§ What you should do: Rescale every x and y coordinate in the answers of all the rows below by a factor of 1.95, rounding each result to a whole number with halves going up. Write out all the lines again, including the requests, which stay unchanged.
--
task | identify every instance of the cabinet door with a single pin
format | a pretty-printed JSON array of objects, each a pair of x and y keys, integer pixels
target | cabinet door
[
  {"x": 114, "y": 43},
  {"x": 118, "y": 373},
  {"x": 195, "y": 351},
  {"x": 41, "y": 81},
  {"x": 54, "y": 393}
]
--
§ Task solution:
task | identify every instance of the cabinet door with a single pin
format | a pretty-printed JSON array of objects, each a pair of x and y keys, integer pixels
target | cabinet door
[
  {"x": 222, "y": 84},
  {"x": 230, "y": 727},
  {"x": 380, "y": 684},
  {"x": 80, "y": 158},
  {"x": 105, "y": 766}
]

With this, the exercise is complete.